From the records below, extract only the lines running from the line with "Practice. Put a dot on the ceiling light" to the line with "Practice. Put a dot on the flat", both lines included, reproducing them exactly.

■ Record excerpts ■
□ □ □ □ □ □ □

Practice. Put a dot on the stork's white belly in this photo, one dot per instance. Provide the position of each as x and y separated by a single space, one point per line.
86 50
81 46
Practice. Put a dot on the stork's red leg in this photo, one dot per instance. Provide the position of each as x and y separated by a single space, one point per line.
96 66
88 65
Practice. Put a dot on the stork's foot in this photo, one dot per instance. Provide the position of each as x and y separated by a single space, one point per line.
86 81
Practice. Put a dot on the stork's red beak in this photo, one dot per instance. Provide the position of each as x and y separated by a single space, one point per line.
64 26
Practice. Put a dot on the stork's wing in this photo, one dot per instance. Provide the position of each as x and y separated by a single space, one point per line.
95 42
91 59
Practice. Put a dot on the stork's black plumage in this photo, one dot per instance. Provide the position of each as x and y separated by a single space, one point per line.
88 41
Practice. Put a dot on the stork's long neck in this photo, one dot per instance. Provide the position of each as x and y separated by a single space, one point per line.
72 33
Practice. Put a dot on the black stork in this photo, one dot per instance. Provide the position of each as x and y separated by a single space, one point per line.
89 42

□ □ □ □ □ □ □

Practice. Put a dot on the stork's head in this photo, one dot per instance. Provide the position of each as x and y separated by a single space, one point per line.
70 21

□ □ □ □ □ □ □

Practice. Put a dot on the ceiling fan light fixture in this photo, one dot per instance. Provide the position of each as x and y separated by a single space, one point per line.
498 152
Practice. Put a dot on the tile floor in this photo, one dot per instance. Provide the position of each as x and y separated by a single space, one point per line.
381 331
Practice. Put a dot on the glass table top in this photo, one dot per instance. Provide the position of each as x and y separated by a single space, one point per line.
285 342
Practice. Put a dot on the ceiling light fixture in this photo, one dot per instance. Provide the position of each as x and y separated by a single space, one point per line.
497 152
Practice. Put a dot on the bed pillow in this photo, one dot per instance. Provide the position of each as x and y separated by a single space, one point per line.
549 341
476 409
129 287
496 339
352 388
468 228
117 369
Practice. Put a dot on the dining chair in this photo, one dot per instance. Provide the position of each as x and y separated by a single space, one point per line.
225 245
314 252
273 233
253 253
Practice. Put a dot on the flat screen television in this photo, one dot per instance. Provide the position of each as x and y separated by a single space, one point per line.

□ □ □ □ □ □ □

■ Solution below ■
Practice. Put a dot on the ceiling light fixture in this photo, one dot per instance. Provide the position of each as x and y separated by a single space, one point per line.
497 152
Practice. Put a dot on the bed pillow in this photo, one dot per instance. Provide the position of each as x and y separated by a single space, one point per line.
549 341
476 409
129 287
496 339
352 388
468 228
117 369
Practice. Put a dot on the dining chair in this photo, one dot per instance. Provide the position of each as x and y separated by a single space, one point per line.
225 245
314 252
273 233
253 253
Practice. Put a dot on the flat screen television in this photo, one dot per instance. Provide the position of each as x and y separated by a single space, one point per line.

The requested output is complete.